__Work instruction__:
Below is a block of records. Copy every line in it that contains the word "rough".

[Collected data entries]

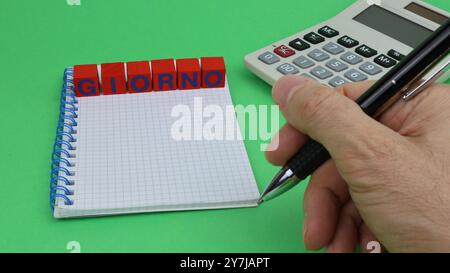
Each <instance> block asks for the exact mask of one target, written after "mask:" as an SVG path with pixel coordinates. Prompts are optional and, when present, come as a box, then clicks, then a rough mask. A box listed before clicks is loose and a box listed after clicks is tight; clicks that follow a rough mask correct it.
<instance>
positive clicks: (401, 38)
mask: <svg viewBox="0 0 450 273" xmlns="http://www.w3.org/2000/svg"><path fill="white" fill-rule="evenodd" d="M353 20H355V21H357V22H360V23H362V24H364V25H366V26H368V27H370V28H372V29H374V30H376V31H379V32H381V33H384V34H385V35H387V36H389V37H391V38H394V39H396V40H398V41H400V42H401V43H403V44H406V45H408V46H410V47H413V48H414V47H416V46H418V45H419V44H420V43H421V42H422V41H423V40H425V39H426V38H427V37H428V36H429V35H430V34H431V33H432V31H431V30H429V29H427V28H425V27H423V26H421V25H418V24H416V23H414V22H412V21H410V20H408V19H405V18H403V17H401V16H399V15H397V14H395V13H393V12H390V11H388V10H386V9H384V8H382V7H379V6H377V5H372V6H370V7H368V8H367V9H365V10H364V11H363V12H361V13H360V14H358V15H356V16H355V17H354V18H353Z"/></svg>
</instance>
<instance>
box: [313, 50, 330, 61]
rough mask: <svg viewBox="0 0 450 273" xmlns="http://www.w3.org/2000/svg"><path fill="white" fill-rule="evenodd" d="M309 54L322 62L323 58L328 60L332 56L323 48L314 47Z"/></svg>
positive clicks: (314, 57)
mask: <svg viewBox="0 0 450 273" xmlns="http://www.w3.org/2000/svg"><path fill="white" fill-rule="evenodd" d="M308 56H309V57H311V58H312V59H314V60H316V61H318V62H321V61H323V60H326V59H328V58H330V55H328V54H327V53H325V52H323V51H322V50H319V49H313V50H311V52H309V53H308Z"/></svg>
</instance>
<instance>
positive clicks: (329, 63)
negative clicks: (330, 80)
mask: <svg viewBox="0 0 450 273" xmlns="http://www.w3.org/2000/svg"><path fill="white" fill-rule="evenodd" d="M325 65H326V66H327V67H328V68H330V69H332V70H334V71H336V72H341V71H342V70H345V69H347V68H348V66H347V65H346V64H345V63H344V62H343V61H339V60H336V59H332V60H330V61H328V62H327V63H326V64H325Z"/></svg>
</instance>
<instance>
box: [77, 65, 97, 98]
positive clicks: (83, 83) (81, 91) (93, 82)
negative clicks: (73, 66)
mask: <svg viewBox="0 0 450 273" xmlns="http://www.w3.org/2000/svg"><path fill="white" fill-rule="evenodd" d="M73 84H74V87H75V95H76V96H77V97H85V96H98V95H100V89H99V87H98V71H97V65H96V64H84V65H75V66H74V67H73Z"/></svg>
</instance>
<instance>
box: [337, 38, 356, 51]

__Exercise solution__:
Each <instance> block asks for the exact mask of one target, written after "mask:" as an SVG path with pixel coordinates. Prompts are optional and, when present, come as a box, then clicks, then a rough mask. A box listed before clicks is loose and a box listed after clicks is tight; clicks that follow a rough mask correct it.
rough mask: <svg viewBox="0 0 450 273" xmlns="http://www.w3.org/2000/svg"><path fill="white" fill-rule="evenodd" d="M309 54L322 62L323 58L328 60L332 56L323 48L314 47Z"/></svg>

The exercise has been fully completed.